• [HOW TO COMPLETE THIS TASK]: If a line below contains "bundle", count it. Report the final total and nothing more.

========

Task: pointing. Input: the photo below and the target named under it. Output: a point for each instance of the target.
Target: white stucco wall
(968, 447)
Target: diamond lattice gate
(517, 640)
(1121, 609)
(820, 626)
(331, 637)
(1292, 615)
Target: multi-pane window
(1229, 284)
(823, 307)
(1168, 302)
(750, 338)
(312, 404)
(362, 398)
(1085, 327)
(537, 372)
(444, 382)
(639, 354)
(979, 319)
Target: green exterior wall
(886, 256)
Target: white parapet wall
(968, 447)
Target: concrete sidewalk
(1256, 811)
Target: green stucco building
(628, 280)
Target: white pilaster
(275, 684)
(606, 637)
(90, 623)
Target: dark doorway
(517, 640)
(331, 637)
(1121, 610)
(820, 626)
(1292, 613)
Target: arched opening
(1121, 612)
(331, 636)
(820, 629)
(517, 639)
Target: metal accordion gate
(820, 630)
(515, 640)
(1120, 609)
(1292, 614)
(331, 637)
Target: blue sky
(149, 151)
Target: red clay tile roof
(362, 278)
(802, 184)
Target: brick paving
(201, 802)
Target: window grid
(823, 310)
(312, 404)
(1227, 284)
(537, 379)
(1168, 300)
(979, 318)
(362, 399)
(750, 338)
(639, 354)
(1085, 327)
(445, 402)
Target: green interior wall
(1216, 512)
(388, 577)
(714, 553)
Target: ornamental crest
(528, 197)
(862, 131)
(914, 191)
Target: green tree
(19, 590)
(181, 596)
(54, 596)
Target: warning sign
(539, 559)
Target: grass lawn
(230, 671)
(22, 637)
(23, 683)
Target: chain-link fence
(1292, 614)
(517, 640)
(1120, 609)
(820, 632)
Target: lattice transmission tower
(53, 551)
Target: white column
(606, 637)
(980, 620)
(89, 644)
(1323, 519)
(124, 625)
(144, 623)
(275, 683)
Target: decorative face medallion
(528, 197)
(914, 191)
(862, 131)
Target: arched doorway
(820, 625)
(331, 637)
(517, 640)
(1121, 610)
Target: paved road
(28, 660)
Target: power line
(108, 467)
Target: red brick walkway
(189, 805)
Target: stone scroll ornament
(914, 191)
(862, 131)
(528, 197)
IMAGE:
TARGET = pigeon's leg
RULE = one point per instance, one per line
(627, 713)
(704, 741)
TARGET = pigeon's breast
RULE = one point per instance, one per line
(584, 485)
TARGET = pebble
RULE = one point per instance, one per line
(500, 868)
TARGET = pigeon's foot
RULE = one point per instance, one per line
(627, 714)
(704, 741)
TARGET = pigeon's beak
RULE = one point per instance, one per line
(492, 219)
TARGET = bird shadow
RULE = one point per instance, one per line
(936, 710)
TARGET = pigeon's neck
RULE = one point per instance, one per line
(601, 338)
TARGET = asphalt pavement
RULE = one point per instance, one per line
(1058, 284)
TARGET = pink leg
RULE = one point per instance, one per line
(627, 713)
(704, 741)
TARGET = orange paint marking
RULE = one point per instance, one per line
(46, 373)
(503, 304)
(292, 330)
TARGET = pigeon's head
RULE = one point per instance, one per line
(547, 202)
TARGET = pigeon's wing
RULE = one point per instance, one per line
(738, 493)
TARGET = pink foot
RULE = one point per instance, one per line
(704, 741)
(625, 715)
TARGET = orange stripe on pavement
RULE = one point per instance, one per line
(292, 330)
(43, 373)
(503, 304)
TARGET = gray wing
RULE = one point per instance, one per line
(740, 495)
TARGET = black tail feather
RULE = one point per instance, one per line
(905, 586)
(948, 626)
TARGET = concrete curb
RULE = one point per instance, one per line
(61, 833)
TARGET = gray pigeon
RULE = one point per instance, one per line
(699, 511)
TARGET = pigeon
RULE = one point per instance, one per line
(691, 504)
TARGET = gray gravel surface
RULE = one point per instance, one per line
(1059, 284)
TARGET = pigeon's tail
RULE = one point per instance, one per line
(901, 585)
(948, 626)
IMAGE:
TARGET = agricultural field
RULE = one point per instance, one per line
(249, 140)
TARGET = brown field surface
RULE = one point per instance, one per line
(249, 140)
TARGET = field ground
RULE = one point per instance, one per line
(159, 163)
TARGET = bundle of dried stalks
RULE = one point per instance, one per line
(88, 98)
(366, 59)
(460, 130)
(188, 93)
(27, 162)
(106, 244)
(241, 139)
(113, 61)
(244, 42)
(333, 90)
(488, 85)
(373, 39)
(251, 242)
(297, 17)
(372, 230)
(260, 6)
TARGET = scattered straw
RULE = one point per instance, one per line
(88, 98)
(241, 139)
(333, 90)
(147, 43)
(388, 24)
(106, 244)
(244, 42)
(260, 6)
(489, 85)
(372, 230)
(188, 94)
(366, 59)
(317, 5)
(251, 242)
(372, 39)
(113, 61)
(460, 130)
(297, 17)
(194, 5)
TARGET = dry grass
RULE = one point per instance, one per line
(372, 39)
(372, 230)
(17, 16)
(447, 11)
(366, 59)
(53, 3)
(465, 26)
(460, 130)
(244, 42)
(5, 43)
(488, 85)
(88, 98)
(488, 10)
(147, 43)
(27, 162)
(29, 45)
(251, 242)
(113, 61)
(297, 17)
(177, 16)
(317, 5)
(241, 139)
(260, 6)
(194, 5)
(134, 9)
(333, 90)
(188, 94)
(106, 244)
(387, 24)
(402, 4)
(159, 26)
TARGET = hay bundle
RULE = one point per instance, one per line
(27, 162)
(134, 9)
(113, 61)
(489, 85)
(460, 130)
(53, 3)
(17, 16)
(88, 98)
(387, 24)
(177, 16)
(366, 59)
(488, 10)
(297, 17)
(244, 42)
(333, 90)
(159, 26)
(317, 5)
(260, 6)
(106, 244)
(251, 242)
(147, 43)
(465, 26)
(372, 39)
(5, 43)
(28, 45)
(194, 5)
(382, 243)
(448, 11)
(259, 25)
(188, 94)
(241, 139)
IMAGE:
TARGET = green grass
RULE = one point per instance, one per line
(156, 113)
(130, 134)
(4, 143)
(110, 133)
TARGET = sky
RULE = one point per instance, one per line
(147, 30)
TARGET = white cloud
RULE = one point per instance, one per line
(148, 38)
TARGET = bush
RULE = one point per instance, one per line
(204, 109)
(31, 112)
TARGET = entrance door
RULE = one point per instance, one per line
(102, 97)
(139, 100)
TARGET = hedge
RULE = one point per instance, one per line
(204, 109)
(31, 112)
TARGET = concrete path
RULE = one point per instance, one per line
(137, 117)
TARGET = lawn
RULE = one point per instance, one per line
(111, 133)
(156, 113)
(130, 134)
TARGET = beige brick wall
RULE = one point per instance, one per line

========

• [RESULT OF THE EXERCISE]: 2